Skip every line before the one containing "Would you be able to point at the wooden table", then copy that line and the rest of the entries below exactly, through the last line.

********

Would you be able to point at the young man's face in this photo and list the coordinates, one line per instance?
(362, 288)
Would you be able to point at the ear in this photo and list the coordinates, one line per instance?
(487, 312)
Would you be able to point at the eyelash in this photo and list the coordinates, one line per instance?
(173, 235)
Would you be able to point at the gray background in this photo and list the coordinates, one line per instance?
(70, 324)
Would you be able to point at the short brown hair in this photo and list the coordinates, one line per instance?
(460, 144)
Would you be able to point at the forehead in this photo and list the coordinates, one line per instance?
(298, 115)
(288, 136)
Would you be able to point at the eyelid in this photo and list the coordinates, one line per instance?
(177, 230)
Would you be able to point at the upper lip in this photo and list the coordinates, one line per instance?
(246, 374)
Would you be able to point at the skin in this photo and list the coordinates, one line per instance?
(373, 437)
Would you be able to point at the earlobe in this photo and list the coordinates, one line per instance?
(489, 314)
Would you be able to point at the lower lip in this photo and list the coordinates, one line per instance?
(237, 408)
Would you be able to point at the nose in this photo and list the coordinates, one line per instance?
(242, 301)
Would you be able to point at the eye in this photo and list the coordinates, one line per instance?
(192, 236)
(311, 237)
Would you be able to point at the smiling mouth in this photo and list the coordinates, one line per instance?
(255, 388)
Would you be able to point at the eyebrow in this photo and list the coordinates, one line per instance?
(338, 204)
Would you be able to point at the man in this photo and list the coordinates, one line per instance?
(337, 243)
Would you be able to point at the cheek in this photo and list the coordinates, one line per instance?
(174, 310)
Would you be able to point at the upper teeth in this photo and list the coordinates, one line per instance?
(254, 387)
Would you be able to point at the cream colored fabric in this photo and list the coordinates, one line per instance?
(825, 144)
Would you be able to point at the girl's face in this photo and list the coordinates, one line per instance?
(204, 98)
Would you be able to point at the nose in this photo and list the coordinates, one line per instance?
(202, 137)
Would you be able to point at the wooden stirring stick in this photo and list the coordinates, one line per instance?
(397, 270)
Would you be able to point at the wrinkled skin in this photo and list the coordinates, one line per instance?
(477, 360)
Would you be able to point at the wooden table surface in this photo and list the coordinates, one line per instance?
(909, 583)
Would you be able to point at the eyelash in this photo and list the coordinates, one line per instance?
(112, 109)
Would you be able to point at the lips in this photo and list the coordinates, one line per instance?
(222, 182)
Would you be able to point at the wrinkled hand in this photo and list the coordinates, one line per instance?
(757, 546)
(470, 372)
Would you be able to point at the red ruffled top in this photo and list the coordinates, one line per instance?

********

• [Expected output]:
Would you be able to point at the wooden table surface in this photo and list the coordinates, one line per instance?
(909, 583)
Would you be able to point at the eyelash in this photo and list the coordinates, one line per instance?
(112, 109)
Would you be able to point at the lips in this photo and list the coordinates, one line per instance?
(222, 182)
Would you be able to point at the wrinkled hand in this photo and list the coordinates, one line per instance?
(757, 546)
(470, 372)
Would you be able to point at the red ruffled top in this photo and list the coordinates, one line per instance?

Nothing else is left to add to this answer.